__Task__. Turn the data below, from its first line through the line containing "M36 630L39 603L21 603L17 608L17 665L36 663Z", into a JSON list of strings with one string per line. Leave out blank lines.
==== Supplied entries ====
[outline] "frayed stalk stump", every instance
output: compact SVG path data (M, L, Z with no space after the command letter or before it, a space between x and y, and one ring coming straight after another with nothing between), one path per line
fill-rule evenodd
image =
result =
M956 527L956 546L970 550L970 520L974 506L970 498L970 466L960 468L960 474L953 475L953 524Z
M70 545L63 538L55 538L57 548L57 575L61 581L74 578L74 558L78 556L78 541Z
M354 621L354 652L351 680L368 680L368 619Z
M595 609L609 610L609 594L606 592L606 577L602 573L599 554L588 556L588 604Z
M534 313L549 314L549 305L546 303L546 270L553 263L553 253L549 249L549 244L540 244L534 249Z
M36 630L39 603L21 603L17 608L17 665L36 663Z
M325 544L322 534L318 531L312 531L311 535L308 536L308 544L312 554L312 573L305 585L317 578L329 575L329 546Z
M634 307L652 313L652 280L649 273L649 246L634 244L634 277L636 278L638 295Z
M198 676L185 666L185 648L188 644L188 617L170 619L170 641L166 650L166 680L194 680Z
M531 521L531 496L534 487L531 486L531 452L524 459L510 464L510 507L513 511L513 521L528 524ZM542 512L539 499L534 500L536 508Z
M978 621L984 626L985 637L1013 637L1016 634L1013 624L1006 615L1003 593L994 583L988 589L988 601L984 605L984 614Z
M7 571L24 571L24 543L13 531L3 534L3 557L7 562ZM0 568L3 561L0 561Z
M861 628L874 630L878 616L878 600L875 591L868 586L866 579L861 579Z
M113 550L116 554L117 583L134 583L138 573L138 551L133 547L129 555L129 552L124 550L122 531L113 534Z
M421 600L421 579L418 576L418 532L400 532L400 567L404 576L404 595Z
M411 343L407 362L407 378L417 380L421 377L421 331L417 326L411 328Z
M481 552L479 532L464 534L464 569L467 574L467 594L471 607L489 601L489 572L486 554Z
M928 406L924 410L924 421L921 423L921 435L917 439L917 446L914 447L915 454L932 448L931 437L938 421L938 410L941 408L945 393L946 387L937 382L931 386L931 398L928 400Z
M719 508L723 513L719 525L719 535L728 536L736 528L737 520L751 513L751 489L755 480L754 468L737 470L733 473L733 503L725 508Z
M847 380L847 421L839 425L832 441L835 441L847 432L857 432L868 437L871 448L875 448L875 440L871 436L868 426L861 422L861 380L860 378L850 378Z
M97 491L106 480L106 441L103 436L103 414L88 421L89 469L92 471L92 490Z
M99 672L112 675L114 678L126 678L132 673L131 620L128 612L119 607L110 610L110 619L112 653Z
====
__Solution below__.
[
  "[outline] \"frayed stalk stump\", every instance",
  "output: compact SVG path data (M, L, Z with no space after the command letter or before it, a space between x and y, and one ring coming straight after another with nothing between), one path per line",
  "fill-rule evenodd",
  "image =",
  "result =",
  "M956 527L956 546L970 550L970 520L974 506L970 498L970 466L960 468L960 474L953 475L953 524Z",
  "M70 545L63 538L55 538L57 548L57 575L61 581L74 578L74 558L78 556L78 541Z",
  "M354 621L354 652L351 680L368 680L368 619Z",
  "M595 609L609 610L609 594L606 592L606 577L602 573L599 554L588 556L588 604Z",
  "M534 313L549 314L549 305L546 303L546 270L553 263L553 253L549 249L549 244L540 244L534 249Z",
  "M36 630L39 603L21 603L17 608L17 665L36 663Z"
]